> _Exercise prompt_: In the entries below, find the string "pickup" and return each line holding it.

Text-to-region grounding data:
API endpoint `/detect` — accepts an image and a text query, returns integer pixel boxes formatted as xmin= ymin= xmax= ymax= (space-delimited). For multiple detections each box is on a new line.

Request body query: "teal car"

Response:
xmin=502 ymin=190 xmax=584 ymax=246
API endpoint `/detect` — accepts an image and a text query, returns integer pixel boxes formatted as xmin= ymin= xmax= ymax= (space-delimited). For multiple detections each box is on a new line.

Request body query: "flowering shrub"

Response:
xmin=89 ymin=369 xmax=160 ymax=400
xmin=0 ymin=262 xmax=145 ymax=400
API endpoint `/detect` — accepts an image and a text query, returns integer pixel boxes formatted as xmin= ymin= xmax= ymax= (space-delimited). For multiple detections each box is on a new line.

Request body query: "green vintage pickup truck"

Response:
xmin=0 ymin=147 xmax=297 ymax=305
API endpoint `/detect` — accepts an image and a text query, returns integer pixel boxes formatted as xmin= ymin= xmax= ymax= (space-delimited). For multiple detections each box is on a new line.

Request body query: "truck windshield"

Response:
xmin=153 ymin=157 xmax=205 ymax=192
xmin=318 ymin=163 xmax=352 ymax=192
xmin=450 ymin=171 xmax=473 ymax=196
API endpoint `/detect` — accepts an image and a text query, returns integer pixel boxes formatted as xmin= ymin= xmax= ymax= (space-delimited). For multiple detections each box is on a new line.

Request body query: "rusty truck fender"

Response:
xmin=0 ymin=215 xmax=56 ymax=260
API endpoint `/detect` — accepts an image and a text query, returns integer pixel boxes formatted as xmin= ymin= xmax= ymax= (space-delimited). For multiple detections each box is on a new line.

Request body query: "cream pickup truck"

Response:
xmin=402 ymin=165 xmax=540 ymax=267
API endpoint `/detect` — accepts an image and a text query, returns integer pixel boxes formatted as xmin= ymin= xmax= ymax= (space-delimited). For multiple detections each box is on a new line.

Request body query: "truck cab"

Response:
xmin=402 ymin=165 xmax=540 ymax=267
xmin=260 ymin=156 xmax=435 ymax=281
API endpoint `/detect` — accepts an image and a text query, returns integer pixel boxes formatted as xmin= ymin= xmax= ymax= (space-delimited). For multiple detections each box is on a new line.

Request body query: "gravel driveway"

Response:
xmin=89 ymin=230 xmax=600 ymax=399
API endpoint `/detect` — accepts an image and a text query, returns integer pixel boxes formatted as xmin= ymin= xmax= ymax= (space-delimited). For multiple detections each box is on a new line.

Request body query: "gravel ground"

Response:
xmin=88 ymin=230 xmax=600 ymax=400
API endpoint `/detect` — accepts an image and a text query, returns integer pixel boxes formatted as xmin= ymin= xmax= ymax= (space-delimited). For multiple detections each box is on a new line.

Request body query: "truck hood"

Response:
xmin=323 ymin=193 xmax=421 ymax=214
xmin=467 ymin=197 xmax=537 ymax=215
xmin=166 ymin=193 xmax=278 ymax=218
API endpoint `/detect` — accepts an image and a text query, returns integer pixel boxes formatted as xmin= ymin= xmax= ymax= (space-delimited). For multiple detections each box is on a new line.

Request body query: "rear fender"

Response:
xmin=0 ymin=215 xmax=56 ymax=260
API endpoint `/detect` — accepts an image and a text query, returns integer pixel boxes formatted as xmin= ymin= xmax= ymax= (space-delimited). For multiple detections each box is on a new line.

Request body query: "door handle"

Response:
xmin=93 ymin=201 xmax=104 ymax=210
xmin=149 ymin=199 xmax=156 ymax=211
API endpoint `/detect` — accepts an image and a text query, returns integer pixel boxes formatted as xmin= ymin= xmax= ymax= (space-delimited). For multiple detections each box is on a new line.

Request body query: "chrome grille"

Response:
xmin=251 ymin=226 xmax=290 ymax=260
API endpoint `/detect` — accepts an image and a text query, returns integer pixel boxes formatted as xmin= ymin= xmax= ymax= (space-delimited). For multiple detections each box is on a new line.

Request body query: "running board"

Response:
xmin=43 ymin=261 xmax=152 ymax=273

...

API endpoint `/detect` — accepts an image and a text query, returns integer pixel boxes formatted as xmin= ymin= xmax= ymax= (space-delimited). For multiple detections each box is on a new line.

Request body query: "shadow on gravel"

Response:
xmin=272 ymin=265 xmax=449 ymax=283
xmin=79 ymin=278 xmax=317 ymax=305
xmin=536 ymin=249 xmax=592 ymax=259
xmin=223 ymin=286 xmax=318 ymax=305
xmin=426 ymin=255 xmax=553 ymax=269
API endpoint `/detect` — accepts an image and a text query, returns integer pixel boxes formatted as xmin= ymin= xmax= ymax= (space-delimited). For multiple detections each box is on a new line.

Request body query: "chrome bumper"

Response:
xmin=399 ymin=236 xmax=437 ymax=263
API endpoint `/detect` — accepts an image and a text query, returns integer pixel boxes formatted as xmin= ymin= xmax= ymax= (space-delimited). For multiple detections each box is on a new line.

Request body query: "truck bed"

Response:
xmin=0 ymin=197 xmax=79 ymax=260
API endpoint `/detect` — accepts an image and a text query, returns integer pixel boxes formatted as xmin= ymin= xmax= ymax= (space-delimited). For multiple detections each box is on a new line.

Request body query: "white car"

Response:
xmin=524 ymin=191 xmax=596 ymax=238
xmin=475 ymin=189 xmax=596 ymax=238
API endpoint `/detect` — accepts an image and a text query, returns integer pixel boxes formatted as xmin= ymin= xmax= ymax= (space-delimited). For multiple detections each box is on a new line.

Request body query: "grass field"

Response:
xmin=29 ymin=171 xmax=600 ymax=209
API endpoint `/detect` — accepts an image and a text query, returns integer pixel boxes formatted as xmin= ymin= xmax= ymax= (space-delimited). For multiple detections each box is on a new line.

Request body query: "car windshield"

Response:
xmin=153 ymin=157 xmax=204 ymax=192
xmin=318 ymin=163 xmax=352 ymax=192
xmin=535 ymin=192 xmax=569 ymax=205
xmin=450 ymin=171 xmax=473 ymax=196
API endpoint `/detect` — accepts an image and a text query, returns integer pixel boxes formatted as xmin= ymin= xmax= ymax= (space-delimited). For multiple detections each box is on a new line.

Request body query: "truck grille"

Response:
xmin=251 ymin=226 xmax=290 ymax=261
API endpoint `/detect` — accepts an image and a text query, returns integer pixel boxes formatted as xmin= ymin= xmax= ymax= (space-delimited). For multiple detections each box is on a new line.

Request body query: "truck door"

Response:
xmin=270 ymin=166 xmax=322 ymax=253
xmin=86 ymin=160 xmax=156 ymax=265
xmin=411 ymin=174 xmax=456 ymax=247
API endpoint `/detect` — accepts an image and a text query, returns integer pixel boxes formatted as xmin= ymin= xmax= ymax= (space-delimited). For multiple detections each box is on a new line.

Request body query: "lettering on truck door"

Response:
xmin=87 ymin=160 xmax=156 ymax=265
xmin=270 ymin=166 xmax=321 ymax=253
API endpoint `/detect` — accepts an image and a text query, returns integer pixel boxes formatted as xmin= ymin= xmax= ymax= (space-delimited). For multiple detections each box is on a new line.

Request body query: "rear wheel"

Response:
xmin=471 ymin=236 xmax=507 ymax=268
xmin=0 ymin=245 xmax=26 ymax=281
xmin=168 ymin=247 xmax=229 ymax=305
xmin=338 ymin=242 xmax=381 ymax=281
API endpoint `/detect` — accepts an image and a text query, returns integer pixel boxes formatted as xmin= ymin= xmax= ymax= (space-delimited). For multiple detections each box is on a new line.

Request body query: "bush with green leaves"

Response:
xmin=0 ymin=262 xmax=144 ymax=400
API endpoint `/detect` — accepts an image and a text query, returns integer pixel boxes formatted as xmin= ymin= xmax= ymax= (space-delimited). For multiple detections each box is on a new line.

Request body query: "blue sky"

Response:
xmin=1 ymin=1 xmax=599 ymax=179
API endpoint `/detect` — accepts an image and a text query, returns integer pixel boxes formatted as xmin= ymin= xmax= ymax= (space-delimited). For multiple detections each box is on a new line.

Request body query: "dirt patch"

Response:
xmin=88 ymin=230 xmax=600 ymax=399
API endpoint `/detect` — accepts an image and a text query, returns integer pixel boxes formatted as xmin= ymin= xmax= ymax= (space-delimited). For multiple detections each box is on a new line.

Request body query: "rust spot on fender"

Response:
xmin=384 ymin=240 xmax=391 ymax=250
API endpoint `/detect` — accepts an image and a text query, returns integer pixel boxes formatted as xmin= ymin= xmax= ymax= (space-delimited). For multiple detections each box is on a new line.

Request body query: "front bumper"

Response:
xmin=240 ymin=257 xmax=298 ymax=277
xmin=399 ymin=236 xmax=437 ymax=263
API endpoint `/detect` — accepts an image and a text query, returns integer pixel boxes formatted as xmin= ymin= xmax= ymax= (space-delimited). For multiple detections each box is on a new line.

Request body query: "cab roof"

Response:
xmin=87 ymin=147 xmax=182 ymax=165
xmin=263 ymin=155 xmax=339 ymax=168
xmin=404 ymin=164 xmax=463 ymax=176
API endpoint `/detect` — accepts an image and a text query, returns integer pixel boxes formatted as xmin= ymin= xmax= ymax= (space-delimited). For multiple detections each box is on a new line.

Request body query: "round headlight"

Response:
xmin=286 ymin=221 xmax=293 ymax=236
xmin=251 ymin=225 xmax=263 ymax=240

> _Result_:
Request body query: "green vintage pickup truck"
Request body query: "cream pickup truck"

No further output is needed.